#### Direction
Starting with the line that holds "of the pitched", copy out each remaining line of the listing below, up to and including the last one, and include nothing else.

### Records

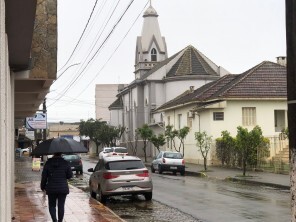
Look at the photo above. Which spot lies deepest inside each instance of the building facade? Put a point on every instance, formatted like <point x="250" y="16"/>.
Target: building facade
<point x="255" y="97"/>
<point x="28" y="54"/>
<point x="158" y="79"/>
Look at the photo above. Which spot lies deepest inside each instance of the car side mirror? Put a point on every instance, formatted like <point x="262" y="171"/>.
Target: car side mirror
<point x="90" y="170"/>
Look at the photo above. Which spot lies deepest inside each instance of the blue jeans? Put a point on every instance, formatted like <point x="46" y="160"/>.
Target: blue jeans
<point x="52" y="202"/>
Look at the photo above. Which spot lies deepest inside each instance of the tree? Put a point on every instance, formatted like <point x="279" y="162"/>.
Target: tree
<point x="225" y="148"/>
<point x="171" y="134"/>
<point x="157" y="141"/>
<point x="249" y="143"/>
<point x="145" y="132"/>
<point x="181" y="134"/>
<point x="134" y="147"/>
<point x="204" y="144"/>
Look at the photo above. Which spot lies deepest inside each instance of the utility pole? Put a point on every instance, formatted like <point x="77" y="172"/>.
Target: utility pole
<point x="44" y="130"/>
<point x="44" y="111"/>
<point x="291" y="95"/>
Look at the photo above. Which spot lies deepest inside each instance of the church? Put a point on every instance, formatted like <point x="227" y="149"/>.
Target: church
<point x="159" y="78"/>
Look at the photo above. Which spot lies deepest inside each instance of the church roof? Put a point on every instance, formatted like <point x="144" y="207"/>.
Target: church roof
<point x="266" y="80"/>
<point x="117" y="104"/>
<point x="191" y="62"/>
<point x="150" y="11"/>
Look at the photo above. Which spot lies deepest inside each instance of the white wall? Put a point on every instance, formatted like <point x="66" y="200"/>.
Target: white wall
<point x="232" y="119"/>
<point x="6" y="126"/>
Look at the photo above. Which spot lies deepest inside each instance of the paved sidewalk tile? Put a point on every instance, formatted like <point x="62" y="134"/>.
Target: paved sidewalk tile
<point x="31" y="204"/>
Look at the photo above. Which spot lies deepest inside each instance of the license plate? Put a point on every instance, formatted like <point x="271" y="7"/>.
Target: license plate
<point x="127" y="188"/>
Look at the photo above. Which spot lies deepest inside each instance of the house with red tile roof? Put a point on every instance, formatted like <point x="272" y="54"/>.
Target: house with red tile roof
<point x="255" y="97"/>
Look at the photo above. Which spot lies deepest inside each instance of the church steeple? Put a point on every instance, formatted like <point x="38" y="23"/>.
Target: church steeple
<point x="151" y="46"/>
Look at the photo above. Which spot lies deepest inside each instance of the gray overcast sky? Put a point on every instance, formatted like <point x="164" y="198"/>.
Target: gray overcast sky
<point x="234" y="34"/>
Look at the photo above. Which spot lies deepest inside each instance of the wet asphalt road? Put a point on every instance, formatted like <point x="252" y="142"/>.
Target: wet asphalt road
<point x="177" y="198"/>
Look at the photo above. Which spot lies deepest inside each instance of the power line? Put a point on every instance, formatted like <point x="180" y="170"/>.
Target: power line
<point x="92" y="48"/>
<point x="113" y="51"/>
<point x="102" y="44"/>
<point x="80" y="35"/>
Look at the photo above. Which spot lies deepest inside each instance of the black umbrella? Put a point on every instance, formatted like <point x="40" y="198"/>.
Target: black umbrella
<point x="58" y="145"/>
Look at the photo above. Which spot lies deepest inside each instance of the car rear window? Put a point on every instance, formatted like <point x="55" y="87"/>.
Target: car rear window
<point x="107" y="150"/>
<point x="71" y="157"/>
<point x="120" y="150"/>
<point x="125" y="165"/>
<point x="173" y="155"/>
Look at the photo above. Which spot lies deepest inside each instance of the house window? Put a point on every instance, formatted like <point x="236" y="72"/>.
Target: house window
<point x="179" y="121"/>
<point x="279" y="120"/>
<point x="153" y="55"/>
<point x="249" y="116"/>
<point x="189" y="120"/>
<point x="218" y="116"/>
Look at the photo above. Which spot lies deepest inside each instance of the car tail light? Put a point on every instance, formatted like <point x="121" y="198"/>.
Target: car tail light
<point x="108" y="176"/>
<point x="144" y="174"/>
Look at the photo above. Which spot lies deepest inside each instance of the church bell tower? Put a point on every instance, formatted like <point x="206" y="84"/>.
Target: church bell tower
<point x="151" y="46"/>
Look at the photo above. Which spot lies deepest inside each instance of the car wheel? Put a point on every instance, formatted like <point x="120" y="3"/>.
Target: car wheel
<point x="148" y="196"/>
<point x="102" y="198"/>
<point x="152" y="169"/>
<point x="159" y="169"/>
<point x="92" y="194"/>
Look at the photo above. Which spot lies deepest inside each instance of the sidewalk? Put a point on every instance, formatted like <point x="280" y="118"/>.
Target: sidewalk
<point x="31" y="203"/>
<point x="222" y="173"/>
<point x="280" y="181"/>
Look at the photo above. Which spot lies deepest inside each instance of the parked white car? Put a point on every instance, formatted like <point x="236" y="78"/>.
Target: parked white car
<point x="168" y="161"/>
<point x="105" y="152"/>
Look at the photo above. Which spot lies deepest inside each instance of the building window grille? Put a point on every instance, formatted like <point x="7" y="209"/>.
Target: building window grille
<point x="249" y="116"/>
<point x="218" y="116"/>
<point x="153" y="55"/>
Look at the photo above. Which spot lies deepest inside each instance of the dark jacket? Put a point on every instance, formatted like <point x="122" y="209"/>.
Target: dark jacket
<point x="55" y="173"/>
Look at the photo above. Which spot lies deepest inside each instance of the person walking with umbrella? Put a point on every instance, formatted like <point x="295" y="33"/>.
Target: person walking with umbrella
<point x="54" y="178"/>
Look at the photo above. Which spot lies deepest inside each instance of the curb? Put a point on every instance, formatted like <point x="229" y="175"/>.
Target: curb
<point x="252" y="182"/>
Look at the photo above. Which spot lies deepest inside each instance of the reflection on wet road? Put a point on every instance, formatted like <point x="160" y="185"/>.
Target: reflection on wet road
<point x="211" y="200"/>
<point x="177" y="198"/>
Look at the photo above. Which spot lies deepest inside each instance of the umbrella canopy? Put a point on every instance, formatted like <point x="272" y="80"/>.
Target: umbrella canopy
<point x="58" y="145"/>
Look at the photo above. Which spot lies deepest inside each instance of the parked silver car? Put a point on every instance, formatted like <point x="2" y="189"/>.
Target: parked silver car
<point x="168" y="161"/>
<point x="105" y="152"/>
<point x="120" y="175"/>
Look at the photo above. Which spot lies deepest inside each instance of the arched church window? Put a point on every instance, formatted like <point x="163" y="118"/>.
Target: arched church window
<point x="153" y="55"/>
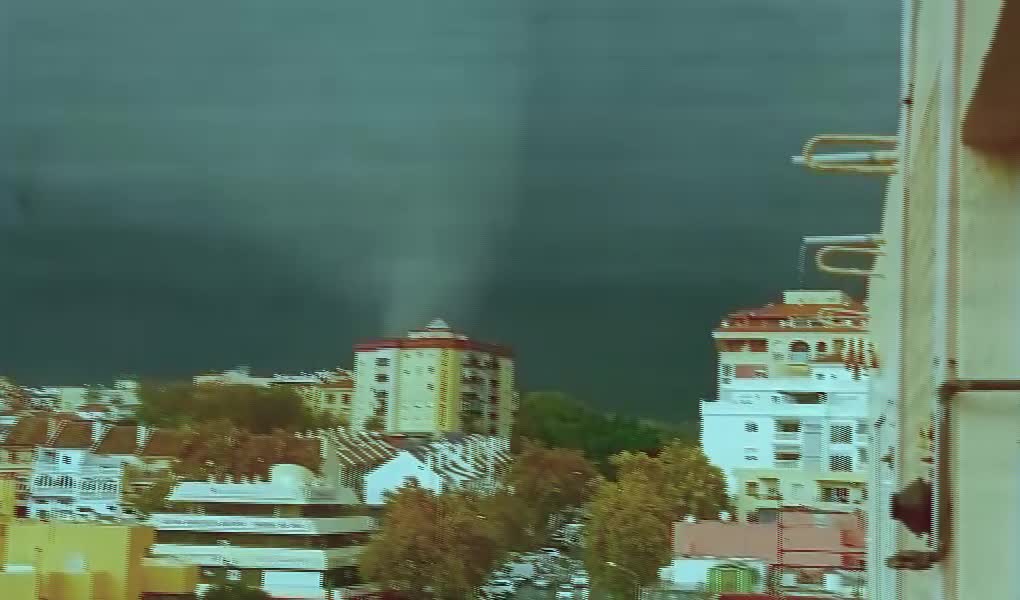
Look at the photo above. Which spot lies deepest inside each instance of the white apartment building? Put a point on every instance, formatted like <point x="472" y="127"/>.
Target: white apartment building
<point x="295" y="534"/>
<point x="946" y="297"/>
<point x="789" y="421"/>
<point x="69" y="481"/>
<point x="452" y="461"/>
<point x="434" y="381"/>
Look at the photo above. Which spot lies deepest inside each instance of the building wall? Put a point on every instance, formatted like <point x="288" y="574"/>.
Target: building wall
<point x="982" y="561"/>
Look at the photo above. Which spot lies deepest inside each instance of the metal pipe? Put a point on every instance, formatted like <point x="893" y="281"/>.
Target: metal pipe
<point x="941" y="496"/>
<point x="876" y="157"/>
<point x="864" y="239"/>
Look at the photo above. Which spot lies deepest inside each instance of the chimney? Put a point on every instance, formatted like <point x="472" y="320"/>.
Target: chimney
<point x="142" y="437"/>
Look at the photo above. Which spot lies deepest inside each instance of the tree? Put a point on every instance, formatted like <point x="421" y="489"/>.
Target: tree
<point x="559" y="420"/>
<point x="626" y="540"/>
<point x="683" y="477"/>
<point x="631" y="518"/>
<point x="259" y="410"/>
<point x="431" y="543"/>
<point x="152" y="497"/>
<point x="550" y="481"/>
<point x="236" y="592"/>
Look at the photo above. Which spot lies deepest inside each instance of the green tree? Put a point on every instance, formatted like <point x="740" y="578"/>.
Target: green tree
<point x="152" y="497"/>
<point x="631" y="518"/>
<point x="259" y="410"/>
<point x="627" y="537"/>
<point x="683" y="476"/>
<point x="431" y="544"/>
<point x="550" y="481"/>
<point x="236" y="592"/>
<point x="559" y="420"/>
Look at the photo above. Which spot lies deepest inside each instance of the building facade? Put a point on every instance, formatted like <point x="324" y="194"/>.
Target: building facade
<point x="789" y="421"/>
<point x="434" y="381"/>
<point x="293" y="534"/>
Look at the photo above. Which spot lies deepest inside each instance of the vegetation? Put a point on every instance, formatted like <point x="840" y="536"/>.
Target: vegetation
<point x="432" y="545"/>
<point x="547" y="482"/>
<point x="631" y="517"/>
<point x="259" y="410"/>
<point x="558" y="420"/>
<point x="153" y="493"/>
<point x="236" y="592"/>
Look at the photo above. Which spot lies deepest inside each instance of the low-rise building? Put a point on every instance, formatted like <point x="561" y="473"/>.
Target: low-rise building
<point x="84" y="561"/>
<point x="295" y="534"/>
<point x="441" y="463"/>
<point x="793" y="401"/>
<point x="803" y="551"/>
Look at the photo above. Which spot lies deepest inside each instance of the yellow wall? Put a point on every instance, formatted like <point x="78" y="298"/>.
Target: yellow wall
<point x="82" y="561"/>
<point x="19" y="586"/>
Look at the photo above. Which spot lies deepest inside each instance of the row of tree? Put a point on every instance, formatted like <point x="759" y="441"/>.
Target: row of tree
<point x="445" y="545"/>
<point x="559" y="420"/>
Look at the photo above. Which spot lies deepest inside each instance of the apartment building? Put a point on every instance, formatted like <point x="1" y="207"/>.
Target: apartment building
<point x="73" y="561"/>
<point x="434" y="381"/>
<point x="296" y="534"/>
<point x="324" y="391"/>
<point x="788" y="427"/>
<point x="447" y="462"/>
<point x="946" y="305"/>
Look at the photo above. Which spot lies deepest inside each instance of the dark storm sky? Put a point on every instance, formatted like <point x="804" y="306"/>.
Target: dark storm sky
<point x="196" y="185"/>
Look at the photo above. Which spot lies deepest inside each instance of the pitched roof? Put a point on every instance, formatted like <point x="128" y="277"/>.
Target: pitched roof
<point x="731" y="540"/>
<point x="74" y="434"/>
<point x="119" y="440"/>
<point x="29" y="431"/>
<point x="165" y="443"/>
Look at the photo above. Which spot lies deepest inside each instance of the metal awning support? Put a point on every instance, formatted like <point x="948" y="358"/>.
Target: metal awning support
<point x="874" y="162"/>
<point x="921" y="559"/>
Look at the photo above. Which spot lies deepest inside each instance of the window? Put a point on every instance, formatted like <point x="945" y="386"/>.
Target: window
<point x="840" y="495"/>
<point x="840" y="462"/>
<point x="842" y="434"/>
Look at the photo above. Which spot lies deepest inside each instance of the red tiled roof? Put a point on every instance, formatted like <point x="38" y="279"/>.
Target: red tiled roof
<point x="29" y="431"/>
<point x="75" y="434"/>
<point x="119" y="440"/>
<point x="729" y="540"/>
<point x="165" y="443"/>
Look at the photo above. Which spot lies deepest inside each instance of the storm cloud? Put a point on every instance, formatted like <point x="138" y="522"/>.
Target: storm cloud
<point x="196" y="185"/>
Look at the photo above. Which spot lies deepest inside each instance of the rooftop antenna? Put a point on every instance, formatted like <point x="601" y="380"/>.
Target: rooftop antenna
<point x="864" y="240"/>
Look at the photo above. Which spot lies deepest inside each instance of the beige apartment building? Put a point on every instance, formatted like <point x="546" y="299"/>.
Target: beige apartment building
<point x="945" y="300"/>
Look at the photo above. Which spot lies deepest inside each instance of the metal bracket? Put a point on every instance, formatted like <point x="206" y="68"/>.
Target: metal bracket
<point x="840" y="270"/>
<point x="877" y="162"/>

######

#### Completed exercise
Look at the photo above. Which spot lies deepest inside each instance of the pitched roof? Put a point on every instance, formatted like <point x="128" y="277"/>.
Target: pitched roof
<point x="731" y="540"/>
<point x="74" y="434"/>
<point x="119" y="440"/>
<point x="29" y="431"/>
<point x="165" y="443"/>
Look at the photo above. Which spot lies deepest inside each instance of the metal awning support? Put a point on every instance, formatted like <point x="948" y="358"/>.
Target: metal awning support
<point x="874" y="162"/>
<point x="921" y="559"/>
Look at the photo above. Which spot lies deepest inside each instance of the window? Put a point on every instance, formatted like <point x="945" y="386"/>.
Target: window
<point x="840" y="495"/>
<point x="840" y="462"/>
<point x="842" y="434"/>
Look at the photo above. Which spot lies deepest inside each instance of the red tiled roof? Put a point on every instance, formatted like <point x="38" y="279"/>.
Target: red tiled roof
<point x="29" y="431"/>
<point x="75" y="434"/>
<point x="119" y="440"/>
<point x="729" y="540"/>
<point x="165" y="443"/>
Look at the photo above. Which spot lies deepest inside each instance of the storm cloud? Put a point on every instance, formatted like <point x="138" y="522"/>.
Target: storm cloud
<point x="196" y="185"/>
Look at the photo above. Which spot lies deepest inside each instance of the rooftop antenna? Put a point on every instance, formatted like <point x="601" y="380"/>.
Target: rooftop antenna
<point x="864" y="240"/>
Look at the photo above. Which spot lies deepest inside each instance of the beige apartment building? Put a point on every instance, formatted like <point x="546" y="299"/>.
Target: beige apartment building
<point x="945" y="300"/>
Look at the photo above. Which spot lies deepest inside each instance of the metal bracket? Put a point on every instance, formatted like <point x="206" y="68"/>.
Target: metal bracket
<point x="840" y="270"/>
<point x="877" y="162"/>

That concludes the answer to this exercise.